- Brief
Reproduce what is written in the records below exactly, and leave out the images.

%%

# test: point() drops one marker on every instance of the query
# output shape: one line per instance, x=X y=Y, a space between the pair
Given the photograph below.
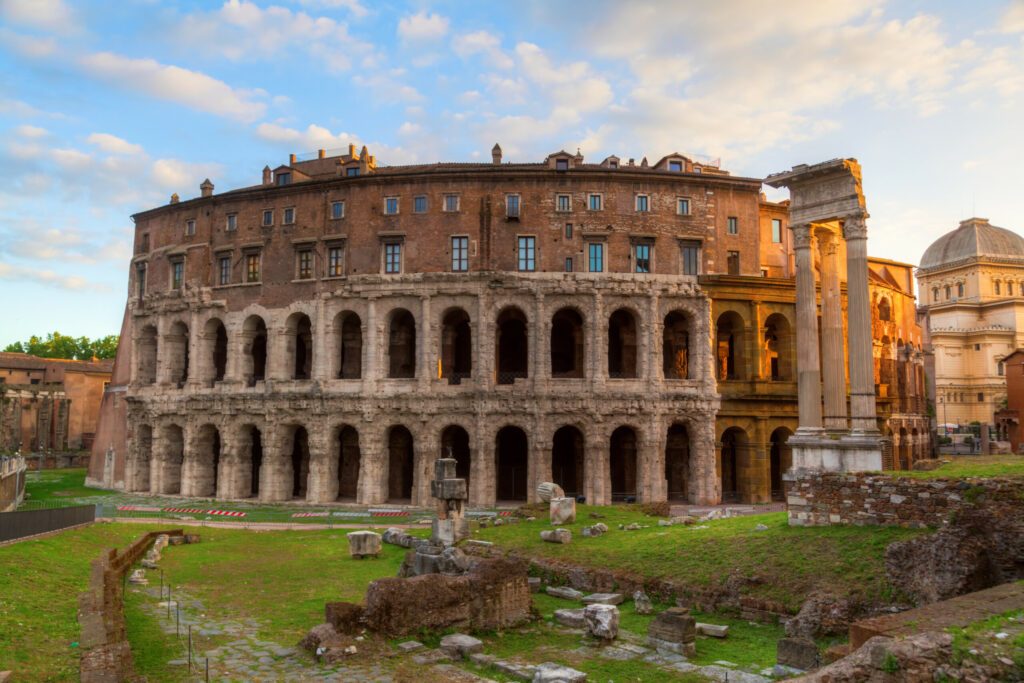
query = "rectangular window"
x=177 y=274
x=512 y=206
x=305 y=264
x=691 y=258
x=460 y=254
x=224 y=270
x=595 y=254
x=392 y=257
x=335 y=261
x=642 y=258
x=252 y=267
x=527 y=254
x=732 y=262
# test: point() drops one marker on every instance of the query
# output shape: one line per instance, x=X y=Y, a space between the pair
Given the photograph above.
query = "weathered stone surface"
x=461 y=645
x=562 y=510
x=364 y=544
x=603 y=599
x=556 y=673
x=556 y=536
x=563 y=592
x=602 y=621
x=798 y=652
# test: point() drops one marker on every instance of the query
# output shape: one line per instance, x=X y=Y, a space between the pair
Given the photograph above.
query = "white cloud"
x=423 y=27
x=52 y=15
x=189 y=88
x=482 y=43
x=114 y=144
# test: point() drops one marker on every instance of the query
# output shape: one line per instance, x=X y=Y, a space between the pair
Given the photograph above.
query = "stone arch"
x=145 y=352
x=299 y=340
x=457 y=345
x=567 y=341
x=778 y=348
x=401 y=460
x=401 y=344
x=623 y=463
x=730 y=358
x=623 y=343
x=512 y=464
x=254 y=349
x=568 y=460
x=780 y=460
x=348 y=345
x=676 y=346
x=349 y=462
x=511 y=345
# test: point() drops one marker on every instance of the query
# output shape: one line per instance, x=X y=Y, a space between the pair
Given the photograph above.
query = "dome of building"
x=975 y=238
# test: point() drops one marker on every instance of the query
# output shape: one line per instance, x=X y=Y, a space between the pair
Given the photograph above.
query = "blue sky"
x=107 y=112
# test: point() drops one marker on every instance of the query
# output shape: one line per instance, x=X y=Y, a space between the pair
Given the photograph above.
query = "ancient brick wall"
x=862 y=499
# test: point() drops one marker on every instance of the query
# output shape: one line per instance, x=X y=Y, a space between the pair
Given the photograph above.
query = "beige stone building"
x=972 y=300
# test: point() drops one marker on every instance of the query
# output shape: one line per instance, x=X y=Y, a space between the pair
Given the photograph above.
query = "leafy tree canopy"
x=56 y=345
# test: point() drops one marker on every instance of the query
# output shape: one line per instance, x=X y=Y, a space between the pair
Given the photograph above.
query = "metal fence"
x=29 y=522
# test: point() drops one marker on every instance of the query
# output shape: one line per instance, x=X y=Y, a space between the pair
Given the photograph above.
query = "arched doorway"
x=623 y=462
x=566 y=344
x=677 y=462
x=400 y=465
x=622 y=345
x=512 y=459
x=511 y=342
x=567 y=461
x=457 y=346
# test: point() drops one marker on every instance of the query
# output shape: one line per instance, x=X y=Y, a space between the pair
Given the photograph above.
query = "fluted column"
x=859 y=325
x=808 y=368
x=833 y=361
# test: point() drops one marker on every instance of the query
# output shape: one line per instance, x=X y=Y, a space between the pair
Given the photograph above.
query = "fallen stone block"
x=602 y=621
x=461 y=645
x=556 y=536
x=364 y=544
x=556 y=673
x=603 y=599
x=563 y=592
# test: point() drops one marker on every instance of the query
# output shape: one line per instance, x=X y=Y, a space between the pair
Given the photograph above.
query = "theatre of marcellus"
x=624 y=329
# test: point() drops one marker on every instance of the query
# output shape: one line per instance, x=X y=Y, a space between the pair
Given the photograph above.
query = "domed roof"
x=975 y=238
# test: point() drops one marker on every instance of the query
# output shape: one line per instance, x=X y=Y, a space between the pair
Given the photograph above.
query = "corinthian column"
x=859 y=324
x=833 y=364
x=808 y=371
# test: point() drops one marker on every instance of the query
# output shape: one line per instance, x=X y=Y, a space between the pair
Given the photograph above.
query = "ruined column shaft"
x=859 y=324
x=833 y=361
x=808 y=367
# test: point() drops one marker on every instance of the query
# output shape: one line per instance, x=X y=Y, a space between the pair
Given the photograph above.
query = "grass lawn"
x=971 y=466
x=786 y=562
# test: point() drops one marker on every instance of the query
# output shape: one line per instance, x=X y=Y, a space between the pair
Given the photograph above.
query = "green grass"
x=970 y=466
x=784 y=563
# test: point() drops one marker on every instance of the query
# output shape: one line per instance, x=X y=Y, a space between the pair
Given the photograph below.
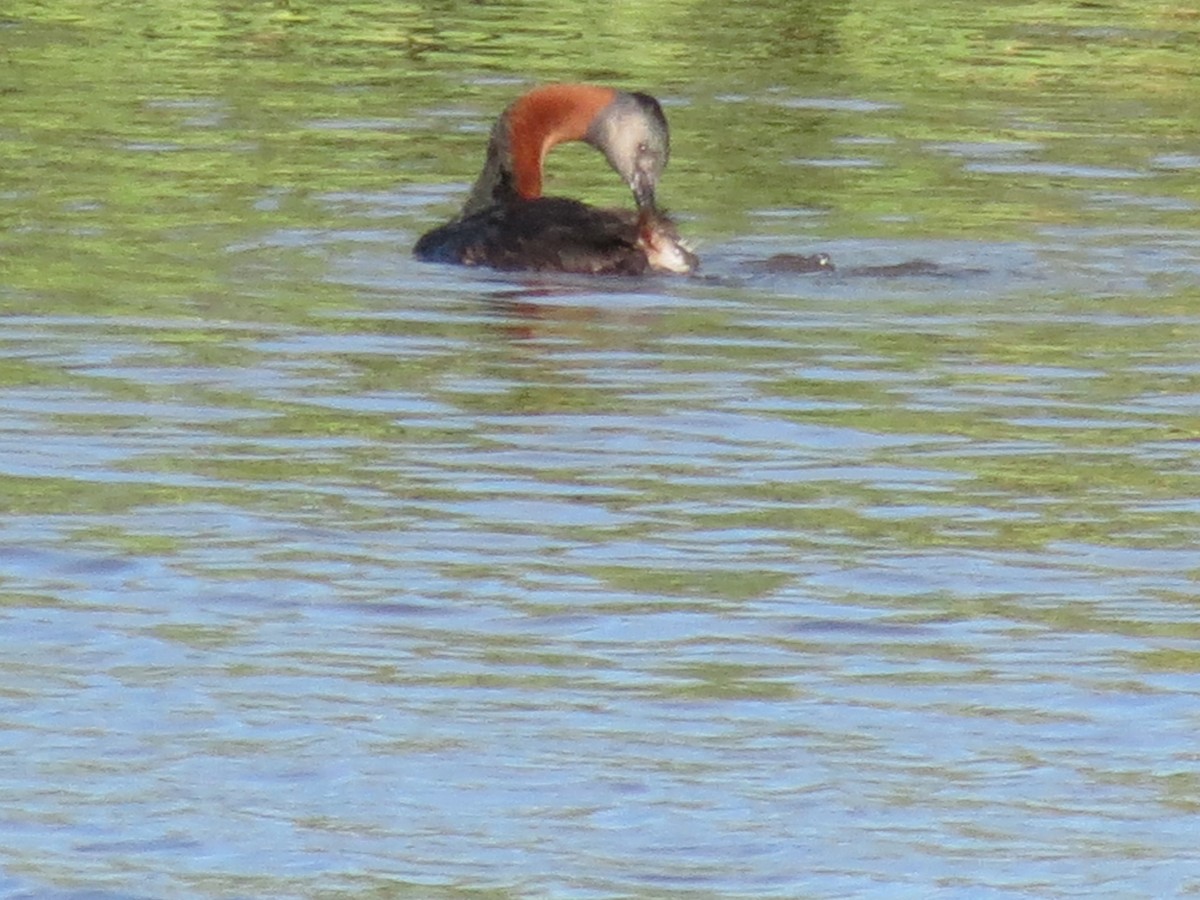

%%

- Solution
# test: point() drops one marker on every instance of the query
# output shape: one line per instance, x=X y=Y, a space between the pair
Given the photograph below.
query = "rectangular window"
x=177 y=274
x=512 y=206
x=305 y=264
x=691 y=258
x=460 y=254
x=224 y=270
x=595 y=254
x=392 y=257
x=335 y=261
x=642 y=258
x=252 y=267
x=527 y=254
x=732 y=262
# test: point() drops one marker on every instance of the query
# output shape: one line per instance, x=X y=Y, a space between the pair
Given the photograph above.
query = "weathered stone surface"
x=461 y=645
x=562 y=510
x=364 y=544
x=603 y=599
x=556 y=673
x=556 y=536
x=563 y=592
x=602 y=621
x=798 y=652
# test: point() drops one marker on every instance of the query
# output shape: one line per instance, x=X y=Y, a space between the pair
Given the photograph above.
query = "white cloud"
x=423 y=27
x=52 y=15
x=189 y=88
x=482 y=43
x=114 y=144
# test: point() drops one marker on every instance of the query
# output shape: one line per instance, x=X y=Y, a space between the pair
Given the photograph above.
query = "stone arch"
x=145 y=352
x=299 y=340
x=457 y=345
x=567 y=341
x=778 y=348
x=401 y=460
x=401 y=344
x=623 y=463
x=730 y=358
x=623 y=343
x=512 y=464
x=254 y=349
x=568 y=460
x=780 y=460
x=348 y=345
x=676 y=346
x=349 y=462
x=511 y=345
# test: point() drops one marker on every instance of the query
# output shape: one line per instance, x=X y=Y, a space between the pair
Given the photograph above.
query = "dome of building"
x=975 y=238
# test: point() drops one marker on every instance of the query
# output shape: one line per instance, x=X y=Y, a space between the pair
Given the photograph above.
query = "blue sky"
x=107 y=112
# test: point() drops one marker on every instance of the query
# output shape: one line per instance, x=X y=Y, a space between the pair
Given the photograph above.
query = "ancient brick wall"
x=862 y=499
# test: point() drops one marker on every instance of the query
# output shape: one line per instance, x=X y=Y, a space between the pair
Given the photograph above.
query = "beige stone building"
x=972 y=300
# test: point() drops one marker on every instance of the query
# output shape: one line per instance, x=X y=Y, a space between the pair
Given the photograph above.
query = "leafy tree canopy"
x=56 y=345
# test: point() drops one marker on every instance of the query
# output shape: one line per instance, x=X y=Y, a space between the pair
Given the photograph above.
query = "metal fence"
x=29 y=522
# test: point() drops one marker on every instance of the query
# output shape: one line per instance, x=X y=Y, a space between the pair
Given the photograph above.
query = "arched doorway"
x=623 y=462
x=566 y=344
x=677 y=462
x=400 y=465
x=622 y=345
x=512 y=459
x=511 y=342
x=567 y=461
x=457 y=346
# test: point() drops one marker on every instance of the query
# output shape: one line per instance, x=X y=Y, a space between the pair
Given the photograph above.
query = "fluted column"
x=859 y=325
x=808 y=368
x=833 y=361
# test: point() drops one marker on every instance of the query
# output shape: one line per instance, x=X y=Y, a space between the pair
Given the photograph above.
query = "fallen stone block"
x=602 y=621
x=461 y=645
x=556 y=536
x=364 y=544
x=556 y=673
x=603 y=599
x=563 y=592
# test: point() drops one marker on every instance of the query
# output shape: one line per instance, x=X y=Y, a space between the pair
Given the photograph above.
query = "theatre of marcellus"
x=624 y=329
# test: point() drops one marker on every instance of the query
# output shape: one line per instance, x=X y=Y, a space between the pair
Given the photograph above.
query = "domed roof"
x=975 y=238
# test: point() drops one marker on every instance of the query
# output shape: one line per instance, x=X y=Y, a space between the pair
Given the photograph above.
query = "corinthian column"
x=859 y=324
x=833 y=364
x=808 y=371
# test: point() drops one marker on every instance of the query
# output shape: one line per instance, x=X y=Y, a space between the pair
Given the photograph above.
query = "ruined column shaft"
x=859 y=324
x=833 y=361
x=808 y=367
# test: point() drops one marker on every instance of the query
# output shape: one line per instance, x=X y=Y, a space between the pair
Given the photograph above.
query = "grass lawn"
x=971 y=466
x=786 y=562
# test: point() drops one marker on every instance of the query
# output shape: one line per instance, x=X y=Y, a space between the pair
Given the photograph above.
query = "green grass"
x=970 y=466
x=784 y=563
# test: point() drops one marker on every instance of the query
# output shape: one line per instance, x=X y=Y, a space between the pair
Given the photograph below.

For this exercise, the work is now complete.